• What you are asked to do: In the text on retail trading hours, what were the extra working hours and positions needed in December 2017 equivalent to?

The wholesale and retail sector was an evolving sector. Trading hours had changed dramatically over the past 20 years. Increasingly there was a demand for retail trading hours to be extended to 24 hours a day, seven days a week and 365 days a year. The retail sector also experienced strong seasonal patterns with increased activity around the Easter and Christmas periods. Over these periods, retailers may require additional staff to deal with increased customer volumes and may also be required to operate for longer hours in the day. As an example, for the month of December 2017, the increase in working hours and extra positions required for that month was the equivalent of 24 000 full-time jobs.

• Data excerpts:
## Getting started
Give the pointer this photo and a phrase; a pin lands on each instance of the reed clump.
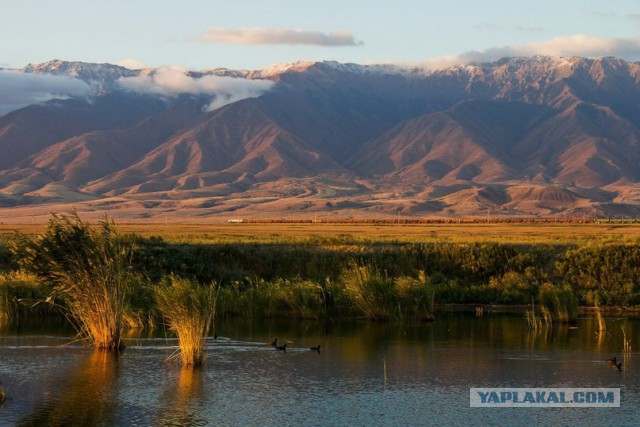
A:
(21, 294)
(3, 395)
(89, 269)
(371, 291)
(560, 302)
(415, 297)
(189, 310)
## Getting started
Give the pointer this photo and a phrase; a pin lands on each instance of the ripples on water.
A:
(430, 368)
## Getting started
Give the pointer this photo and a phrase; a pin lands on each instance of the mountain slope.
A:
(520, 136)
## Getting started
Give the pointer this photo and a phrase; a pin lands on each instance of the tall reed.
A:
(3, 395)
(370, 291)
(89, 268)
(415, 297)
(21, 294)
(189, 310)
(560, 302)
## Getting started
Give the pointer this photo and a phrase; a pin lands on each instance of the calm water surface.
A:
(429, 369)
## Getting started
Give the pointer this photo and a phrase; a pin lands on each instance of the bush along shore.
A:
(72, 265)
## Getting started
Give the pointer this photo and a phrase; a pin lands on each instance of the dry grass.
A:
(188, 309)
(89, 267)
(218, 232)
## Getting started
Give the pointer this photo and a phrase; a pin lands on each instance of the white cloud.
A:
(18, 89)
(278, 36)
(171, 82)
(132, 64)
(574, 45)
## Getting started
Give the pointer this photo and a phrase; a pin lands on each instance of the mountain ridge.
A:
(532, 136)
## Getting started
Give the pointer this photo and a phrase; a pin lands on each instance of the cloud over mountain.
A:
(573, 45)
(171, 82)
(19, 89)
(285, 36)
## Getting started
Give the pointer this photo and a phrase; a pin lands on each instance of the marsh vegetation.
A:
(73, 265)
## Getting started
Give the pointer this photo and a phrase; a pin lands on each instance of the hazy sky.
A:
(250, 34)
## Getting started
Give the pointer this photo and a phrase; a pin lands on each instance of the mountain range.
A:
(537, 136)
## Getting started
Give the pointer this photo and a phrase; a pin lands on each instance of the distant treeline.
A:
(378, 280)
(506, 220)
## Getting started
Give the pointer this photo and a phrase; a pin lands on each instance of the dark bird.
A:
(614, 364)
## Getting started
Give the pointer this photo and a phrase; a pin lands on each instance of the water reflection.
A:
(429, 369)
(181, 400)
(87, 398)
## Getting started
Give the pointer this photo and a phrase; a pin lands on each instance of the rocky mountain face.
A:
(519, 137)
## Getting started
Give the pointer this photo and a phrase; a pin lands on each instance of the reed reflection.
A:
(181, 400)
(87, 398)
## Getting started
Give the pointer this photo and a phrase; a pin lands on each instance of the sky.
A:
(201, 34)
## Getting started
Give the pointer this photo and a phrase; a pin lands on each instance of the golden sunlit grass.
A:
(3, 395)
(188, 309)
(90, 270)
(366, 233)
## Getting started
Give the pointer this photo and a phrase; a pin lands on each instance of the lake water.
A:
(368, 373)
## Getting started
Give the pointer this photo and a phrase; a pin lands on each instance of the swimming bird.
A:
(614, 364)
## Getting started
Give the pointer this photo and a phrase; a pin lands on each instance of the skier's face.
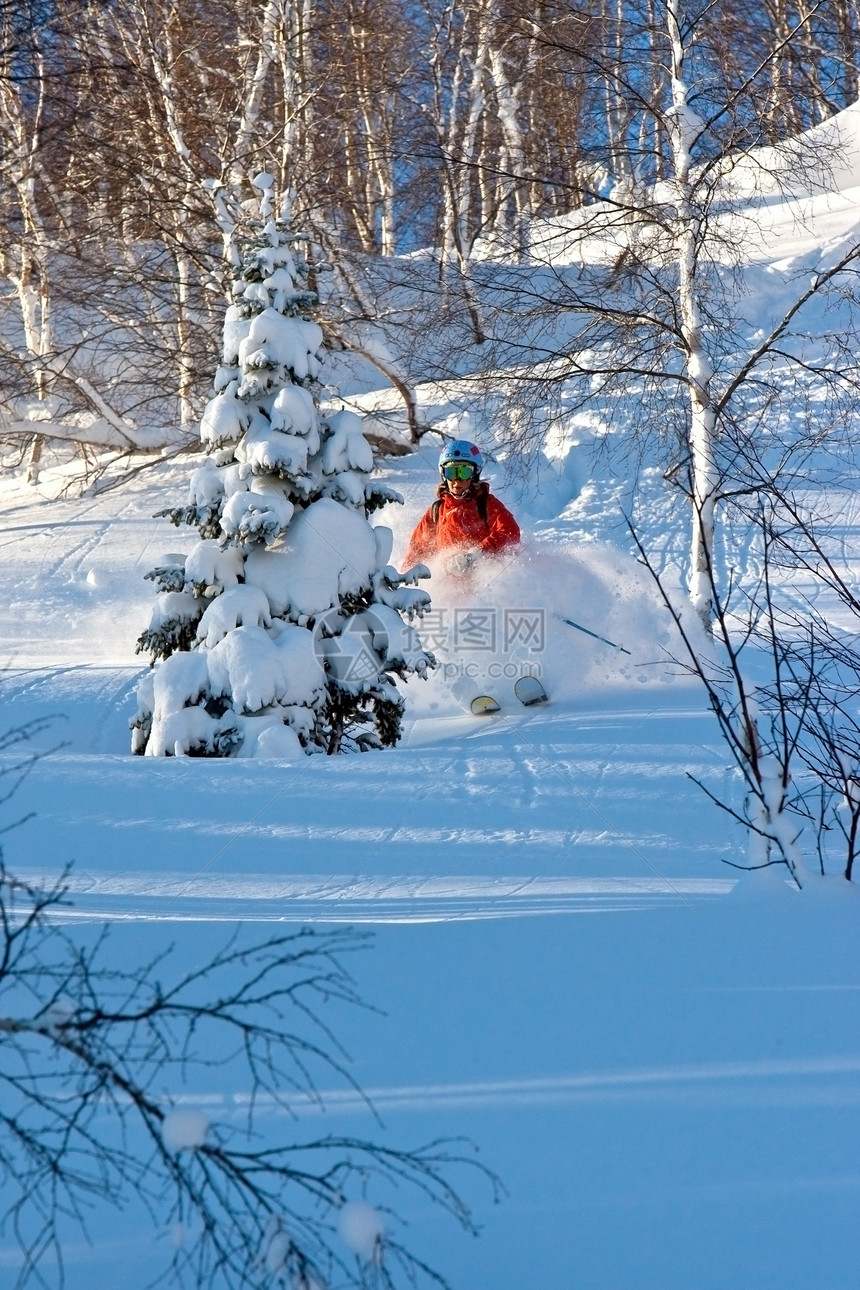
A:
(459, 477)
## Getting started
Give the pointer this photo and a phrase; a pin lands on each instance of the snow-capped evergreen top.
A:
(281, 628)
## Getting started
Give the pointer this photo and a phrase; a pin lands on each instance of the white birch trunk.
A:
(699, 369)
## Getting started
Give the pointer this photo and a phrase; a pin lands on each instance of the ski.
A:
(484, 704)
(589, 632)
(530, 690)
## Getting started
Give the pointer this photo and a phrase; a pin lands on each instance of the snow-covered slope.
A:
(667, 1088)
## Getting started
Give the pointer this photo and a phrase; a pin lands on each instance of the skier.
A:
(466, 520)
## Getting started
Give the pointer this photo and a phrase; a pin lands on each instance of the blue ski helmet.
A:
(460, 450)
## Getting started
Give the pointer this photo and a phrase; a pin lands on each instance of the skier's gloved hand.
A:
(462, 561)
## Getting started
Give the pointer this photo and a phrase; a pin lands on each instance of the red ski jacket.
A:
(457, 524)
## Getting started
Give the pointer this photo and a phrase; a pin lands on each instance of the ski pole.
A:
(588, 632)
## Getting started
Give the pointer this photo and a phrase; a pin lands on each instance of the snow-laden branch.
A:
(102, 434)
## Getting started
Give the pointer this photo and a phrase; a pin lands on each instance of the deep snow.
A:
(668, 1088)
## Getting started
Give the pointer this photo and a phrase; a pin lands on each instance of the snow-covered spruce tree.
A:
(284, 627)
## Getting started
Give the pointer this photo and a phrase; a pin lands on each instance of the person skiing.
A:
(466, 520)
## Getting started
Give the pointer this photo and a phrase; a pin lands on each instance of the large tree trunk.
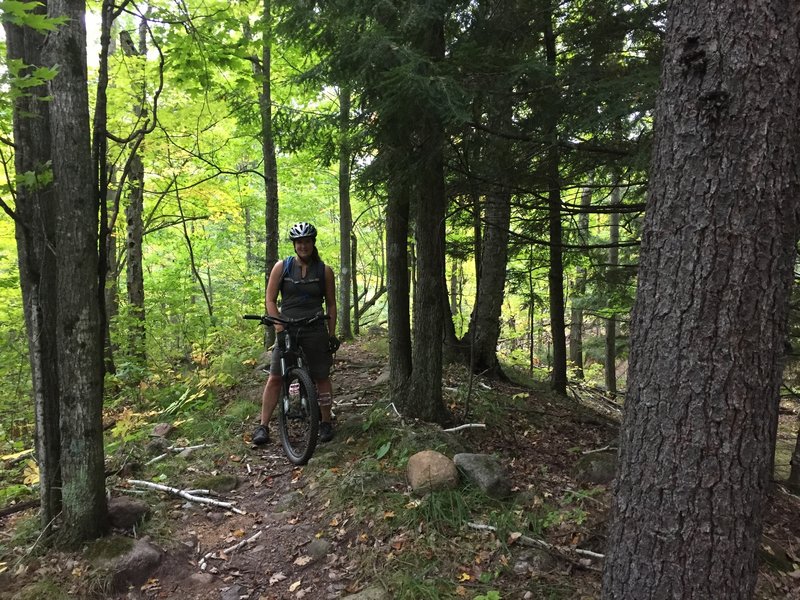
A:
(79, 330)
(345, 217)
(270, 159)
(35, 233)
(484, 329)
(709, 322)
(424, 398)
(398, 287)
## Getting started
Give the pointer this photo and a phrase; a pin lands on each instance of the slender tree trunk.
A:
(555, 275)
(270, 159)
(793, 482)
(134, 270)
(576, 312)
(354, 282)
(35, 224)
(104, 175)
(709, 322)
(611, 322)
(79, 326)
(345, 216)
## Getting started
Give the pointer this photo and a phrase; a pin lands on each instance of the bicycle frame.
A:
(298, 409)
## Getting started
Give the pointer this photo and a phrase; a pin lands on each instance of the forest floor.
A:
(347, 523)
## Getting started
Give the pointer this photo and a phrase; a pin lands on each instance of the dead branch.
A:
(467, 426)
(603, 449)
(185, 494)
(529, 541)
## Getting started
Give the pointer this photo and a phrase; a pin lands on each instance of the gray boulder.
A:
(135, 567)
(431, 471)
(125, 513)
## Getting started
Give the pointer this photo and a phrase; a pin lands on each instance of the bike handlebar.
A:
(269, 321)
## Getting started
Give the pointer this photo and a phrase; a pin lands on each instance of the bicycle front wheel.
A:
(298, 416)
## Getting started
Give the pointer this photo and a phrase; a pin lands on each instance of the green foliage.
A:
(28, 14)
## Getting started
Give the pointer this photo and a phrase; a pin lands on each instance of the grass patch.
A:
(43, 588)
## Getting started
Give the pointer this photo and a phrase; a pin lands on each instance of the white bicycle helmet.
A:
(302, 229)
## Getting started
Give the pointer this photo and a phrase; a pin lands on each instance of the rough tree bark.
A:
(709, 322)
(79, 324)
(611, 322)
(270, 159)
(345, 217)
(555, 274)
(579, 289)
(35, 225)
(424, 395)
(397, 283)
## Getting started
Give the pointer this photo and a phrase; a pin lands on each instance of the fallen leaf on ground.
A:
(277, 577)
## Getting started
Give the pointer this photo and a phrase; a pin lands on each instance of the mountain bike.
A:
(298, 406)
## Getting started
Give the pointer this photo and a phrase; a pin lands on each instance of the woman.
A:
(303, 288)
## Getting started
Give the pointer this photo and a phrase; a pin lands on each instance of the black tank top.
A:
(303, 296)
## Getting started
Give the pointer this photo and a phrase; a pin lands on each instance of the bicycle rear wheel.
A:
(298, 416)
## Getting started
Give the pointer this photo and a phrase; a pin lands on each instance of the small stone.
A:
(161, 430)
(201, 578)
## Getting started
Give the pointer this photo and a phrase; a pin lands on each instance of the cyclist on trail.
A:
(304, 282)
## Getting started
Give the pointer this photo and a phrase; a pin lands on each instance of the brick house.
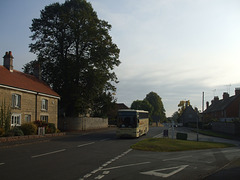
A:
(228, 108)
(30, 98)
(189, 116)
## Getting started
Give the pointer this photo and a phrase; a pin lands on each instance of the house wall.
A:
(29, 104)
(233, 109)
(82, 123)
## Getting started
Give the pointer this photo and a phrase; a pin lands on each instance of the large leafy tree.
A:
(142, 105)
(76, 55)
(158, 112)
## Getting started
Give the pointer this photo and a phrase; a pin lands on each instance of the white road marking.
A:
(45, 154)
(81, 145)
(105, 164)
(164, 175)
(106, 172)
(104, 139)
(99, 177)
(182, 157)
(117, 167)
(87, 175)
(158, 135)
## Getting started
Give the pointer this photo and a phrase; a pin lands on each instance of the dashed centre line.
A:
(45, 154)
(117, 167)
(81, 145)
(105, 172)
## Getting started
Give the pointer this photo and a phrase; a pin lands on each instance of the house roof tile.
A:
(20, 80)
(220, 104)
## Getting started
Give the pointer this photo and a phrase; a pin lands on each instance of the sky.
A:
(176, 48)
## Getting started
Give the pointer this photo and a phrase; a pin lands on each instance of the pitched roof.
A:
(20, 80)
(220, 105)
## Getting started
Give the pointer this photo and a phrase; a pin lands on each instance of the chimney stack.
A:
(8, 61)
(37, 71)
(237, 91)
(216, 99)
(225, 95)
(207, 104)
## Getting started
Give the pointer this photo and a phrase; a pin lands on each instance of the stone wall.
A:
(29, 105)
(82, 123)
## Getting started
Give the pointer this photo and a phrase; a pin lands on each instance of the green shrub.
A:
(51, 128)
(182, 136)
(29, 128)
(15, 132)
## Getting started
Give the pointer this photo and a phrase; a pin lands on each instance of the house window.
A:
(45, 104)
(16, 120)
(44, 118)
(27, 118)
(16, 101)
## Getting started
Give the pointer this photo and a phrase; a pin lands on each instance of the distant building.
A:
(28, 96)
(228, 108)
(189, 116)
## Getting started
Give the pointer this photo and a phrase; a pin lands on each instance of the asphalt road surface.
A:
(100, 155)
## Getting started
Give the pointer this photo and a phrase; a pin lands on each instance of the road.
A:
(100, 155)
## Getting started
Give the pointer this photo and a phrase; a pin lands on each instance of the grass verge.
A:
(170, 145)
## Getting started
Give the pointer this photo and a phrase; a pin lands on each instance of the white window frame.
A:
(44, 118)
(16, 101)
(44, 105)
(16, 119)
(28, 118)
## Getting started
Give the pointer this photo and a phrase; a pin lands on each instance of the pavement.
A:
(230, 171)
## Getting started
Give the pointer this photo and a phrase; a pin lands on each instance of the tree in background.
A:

• Result of this exercise: They were the equivalent of 24 000 full-time jobs.